▶ _TUJUAN LATIHAN_: Tuliskan kembali tanpa perubahan semua baris daftar di bawah, mulai dari baris yang memuat "Tag one point on every instance of the curved" sampai baris terakhir daftar, termasuk kedua baris batas tersebut.
----- DATA YANG DIBERIKAN -----
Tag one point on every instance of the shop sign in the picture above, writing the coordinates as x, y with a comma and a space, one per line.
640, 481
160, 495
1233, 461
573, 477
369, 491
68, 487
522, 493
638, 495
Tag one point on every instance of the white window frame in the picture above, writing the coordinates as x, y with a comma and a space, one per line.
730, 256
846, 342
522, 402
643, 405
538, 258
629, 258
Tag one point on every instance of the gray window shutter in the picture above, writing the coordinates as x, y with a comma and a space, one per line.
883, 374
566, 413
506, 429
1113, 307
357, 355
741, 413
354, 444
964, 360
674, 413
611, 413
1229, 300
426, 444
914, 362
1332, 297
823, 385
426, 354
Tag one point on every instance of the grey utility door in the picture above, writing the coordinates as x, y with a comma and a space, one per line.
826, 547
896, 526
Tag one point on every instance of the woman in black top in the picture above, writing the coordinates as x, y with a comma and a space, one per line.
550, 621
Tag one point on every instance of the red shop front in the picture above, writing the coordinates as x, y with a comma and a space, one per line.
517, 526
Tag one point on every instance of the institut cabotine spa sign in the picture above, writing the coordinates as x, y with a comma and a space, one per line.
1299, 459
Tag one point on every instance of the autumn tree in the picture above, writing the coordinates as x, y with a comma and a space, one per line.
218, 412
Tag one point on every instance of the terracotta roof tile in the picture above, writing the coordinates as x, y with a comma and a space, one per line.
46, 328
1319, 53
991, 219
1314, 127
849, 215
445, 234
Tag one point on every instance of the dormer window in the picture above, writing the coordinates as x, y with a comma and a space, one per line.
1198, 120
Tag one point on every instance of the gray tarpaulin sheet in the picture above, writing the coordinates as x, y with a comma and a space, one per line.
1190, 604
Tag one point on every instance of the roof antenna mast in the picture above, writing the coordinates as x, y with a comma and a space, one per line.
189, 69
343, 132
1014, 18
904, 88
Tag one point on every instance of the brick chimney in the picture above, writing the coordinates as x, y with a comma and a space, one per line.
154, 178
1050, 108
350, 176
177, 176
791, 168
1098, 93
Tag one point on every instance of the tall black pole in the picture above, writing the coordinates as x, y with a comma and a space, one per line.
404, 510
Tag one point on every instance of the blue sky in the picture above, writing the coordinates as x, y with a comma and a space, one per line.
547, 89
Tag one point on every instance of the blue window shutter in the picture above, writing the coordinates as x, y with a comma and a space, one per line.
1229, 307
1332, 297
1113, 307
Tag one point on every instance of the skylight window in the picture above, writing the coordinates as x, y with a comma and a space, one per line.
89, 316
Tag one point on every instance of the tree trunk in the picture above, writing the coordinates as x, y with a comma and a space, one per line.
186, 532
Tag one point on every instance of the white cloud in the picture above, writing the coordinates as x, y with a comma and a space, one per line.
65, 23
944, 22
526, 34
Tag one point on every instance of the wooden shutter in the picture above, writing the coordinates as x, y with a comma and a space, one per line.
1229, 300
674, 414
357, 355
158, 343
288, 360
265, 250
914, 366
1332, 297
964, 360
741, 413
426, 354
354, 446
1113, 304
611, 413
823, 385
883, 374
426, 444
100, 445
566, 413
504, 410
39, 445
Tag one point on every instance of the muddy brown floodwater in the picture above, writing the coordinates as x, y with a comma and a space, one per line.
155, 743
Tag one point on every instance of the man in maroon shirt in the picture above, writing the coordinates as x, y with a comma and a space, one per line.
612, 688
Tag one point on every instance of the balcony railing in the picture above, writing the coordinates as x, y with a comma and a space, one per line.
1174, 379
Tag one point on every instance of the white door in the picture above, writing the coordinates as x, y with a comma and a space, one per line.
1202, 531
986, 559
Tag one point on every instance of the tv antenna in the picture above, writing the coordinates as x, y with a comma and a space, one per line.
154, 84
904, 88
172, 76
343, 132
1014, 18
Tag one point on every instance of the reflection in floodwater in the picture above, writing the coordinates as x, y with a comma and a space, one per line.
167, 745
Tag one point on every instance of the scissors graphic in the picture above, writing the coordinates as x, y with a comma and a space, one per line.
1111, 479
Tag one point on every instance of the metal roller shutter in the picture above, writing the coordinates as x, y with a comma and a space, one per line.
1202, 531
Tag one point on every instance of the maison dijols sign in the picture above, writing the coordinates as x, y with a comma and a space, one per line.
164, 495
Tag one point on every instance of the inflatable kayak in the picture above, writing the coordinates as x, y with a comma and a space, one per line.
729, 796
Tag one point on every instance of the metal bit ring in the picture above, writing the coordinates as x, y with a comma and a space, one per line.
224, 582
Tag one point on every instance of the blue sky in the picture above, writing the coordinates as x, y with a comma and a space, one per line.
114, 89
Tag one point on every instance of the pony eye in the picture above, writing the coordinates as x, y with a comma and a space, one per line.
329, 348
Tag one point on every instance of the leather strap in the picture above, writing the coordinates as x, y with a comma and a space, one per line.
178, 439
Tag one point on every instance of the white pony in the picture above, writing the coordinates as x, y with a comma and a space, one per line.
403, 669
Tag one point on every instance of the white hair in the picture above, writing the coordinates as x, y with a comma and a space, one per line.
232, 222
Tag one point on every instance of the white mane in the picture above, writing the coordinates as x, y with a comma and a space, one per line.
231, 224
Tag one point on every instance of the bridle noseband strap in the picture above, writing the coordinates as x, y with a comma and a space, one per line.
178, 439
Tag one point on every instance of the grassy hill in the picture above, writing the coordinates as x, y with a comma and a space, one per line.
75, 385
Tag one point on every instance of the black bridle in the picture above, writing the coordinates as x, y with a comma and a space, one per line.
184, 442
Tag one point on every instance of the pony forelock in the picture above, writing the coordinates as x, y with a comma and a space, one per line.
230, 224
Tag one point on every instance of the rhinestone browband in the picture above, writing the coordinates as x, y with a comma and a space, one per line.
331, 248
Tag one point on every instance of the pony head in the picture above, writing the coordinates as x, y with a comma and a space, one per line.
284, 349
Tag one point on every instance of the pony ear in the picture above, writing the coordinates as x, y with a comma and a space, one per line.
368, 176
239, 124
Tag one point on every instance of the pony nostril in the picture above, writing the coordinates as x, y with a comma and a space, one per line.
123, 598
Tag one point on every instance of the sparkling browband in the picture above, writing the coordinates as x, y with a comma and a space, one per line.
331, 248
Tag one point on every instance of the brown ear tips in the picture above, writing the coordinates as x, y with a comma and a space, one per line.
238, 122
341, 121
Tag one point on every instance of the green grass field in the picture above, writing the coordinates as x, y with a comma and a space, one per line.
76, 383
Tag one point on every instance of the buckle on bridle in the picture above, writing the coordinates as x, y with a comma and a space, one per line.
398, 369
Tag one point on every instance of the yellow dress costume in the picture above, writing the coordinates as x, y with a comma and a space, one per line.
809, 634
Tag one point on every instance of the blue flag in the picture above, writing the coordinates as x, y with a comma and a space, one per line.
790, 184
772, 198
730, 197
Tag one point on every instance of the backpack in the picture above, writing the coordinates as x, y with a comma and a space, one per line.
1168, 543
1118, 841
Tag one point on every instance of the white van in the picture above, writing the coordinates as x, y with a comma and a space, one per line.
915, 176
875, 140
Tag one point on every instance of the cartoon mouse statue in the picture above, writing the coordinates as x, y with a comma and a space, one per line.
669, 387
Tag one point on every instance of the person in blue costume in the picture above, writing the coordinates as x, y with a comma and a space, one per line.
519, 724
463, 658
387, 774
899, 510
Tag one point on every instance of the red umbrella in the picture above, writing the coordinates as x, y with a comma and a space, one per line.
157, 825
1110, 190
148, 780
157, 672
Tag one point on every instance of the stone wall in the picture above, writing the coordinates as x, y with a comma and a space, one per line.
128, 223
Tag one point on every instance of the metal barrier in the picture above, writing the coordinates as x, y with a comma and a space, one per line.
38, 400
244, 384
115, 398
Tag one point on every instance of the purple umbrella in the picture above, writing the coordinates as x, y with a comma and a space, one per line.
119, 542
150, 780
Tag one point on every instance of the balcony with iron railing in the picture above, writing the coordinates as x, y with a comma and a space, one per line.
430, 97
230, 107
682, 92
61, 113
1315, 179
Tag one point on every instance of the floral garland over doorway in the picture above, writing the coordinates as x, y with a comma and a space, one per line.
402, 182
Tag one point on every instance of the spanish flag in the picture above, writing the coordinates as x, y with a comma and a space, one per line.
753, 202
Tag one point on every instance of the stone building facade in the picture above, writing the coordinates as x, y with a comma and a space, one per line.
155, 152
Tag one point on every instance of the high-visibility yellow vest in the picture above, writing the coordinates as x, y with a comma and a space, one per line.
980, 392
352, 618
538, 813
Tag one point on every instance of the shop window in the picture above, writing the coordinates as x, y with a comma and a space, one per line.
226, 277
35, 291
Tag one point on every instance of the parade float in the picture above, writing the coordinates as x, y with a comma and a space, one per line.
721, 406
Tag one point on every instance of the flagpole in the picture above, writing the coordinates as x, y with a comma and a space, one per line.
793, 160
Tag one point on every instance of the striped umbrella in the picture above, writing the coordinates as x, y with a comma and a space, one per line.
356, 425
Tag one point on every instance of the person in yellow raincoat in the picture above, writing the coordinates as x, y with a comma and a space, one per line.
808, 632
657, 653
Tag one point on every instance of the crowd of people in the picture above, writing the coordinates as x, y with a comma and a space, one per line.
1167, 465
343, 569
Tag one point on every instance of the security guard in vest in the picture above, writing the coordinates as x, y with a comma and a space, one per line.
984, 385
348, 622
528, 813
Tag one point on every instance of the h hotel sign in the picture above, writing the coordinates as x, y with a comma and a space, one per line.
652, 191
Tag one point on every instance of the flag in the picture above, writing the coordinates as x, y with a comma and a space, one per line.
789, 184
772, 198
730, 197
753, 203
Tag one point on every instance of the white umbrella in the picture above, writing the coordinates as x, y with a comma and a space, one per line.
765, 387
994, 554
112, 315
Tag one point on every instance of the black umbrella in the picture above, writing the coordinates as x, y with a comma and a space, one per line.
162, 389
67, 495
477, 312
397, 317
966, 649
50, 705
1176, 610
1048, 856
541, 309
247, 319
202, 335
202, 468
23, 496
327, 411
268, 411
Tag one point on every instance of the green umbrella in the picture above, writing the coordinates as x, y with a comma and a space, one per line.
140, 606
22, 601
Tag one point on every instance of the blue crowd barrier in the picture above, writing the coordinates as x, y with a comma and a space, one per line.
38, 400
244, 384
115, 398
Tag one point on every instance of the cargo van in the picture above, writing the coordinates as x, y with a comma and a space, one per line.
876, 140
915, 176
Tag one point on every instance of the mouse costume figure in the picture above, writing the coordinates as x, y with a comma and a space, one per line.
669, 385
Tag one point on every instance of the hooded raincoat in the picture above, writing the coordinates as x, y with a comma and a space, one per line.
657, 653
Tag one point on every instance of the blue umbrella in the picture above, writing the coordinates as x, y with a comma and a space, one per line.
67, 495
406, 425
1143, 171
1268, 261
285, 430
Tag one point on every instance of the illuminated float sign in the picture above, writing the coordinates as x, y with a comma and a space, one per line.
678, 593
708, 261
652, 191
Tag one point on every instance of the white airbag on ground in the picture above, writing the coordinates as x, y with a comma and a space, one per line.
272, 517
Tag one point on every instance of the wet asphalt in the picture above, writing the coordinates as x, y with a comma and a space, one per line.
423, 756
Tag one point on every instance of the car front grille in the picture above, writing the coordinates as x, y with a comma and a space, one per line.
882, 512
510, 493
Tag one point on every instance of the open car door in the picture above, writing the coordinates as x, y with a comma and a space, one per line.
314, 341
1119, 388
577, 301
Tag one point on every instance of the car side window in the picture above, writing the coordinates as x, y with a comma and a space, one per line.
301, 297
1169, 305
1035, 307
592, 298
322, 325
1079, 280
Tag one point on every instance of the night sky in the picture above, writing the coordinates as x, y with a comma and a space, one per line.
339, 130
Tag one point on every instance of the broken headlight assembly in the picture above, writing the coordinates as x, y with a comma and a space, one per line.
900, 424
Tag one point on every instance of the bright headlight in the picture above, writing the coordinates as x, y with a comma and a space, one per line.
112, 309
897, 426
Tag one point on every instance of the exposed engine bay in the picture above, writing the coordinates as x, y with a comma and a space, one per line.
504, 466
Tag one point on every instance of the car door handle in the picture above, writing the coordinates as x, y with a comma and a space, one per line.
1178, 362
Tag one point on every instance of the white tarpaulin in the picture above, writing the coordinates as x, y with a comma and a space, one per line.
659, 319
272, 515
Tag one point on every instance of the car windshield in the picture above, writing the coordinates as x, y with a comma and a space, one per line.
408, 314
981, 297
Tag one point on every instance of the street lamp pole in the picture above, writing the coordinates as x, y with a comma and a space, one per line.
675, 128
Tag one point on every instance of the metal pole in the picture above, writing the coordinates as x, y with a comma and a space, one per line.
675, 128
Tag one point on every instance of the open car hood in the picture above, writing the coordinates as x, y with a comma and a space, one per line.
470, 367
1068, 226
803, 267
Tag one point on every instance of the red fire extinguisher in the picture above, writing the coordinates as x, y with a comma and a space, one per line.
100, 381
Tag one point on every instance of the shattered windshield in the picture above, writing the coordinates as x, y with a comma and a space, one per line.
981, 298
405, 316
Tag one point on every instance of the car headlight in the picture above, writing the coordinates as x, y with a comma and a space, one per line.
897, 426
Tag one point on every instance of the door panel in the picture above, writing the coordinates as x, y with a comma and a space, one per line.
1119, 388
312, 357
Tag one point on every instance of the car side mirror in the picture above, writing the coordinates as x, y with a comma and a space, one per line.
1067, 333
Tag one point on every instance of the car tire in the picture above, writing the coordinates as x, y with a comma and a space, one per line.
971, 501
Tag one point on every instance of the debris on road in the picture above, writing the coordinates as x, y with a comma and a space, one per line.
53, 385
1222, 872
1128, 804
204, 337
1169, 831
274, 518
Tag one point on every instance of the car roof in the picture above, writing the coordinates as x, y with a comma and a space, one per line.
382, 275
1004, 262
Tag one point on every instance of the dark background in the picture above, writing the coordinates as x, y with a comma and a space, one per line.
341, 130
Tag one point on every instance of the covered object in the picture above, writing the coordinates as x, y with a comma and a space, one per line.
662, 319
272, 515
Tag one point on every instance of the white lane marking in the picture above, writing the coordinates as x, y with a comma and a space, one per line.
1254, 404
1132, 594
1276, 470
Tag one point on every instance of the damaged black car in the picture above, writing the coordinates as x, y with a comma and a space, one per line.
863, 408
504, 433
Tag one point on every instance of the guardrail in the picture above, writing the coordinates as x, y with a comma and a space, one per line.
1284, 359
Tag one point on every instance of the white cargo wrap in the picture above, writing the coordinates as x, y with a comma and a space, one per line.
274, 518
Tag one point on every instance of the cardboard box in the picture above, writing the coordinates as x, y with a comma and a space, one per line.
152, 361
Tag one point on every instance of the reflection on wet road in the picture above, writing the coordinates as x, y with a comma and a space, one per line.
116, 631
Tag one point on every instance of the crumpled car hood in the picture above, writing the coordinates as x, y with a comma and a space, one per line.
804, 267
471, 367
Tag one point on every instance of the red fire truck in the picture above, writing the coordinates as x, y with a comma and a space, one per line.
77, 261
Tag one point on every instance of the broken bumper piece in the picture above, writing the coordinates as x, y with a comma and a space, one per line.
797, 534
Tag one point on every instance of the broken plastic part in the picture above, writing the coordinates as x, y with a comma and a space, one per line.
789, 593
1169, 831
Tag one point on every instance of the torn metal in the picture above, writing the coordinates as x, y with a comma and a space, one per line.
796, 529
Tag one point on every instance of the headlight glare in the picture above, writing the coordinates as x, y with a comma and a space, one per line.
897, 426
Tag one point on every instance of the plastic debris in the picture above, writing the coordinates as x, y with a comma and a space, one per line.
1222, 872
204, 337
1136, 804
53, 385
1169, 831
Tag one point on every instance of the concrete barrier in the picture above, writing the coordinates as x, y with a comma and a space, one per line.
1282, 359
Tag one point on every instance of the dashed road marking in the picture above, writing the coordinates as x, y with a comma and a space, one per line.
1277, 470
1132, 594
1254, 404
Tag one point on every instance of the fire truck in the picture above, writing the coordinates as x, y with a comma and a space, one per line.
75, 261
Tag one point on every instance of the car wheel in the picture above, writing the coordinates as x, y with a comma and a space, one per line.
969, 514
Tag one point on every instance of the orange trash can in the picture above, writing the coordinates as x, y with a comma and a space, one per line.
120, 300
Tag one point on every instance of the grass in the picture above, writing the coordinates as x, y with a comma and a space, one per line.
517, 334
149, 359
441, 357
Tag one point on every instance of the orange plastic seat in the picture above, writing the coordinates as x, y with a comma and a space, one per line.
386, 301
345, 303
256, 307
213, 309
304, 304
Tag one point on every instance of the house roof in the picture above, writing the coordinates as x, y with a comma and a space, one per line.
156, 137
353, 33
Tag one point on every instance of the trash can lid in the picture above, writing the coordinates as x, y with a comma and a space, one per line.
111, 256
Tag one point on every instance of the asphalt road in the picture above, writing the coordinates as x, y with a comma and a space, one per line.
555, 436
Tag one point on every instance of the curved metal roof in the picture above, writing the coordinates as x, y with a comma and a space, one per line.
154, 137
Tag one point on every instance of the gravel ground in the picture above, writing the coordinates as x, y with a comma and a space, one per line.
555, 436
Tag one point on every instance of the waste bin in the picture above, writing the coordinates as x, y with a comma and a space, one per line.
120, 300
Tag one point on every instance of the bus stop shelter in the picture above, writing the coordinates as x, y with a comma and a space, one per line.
-----
▶ _HASIL LATIHAN_:
Tag one point on every instance of the curved metal roof in the picture above, writing the coordinates as x, y with a comma and a space, one per line.
154, 137
Tag one point on every instance of the gravel ground in the picture above, writing the coordinates as x, y with a comma and a space, one per line.
555, 436
Tag one point on every instance of the waste bin in the picture above, writing the coordinates as x, y with a comma and a space, one per line.
120, 300
Tag one point on every instance of the bus stop shelter in the picture above, writing the coordinates as x, y with a comma and a space, one per line.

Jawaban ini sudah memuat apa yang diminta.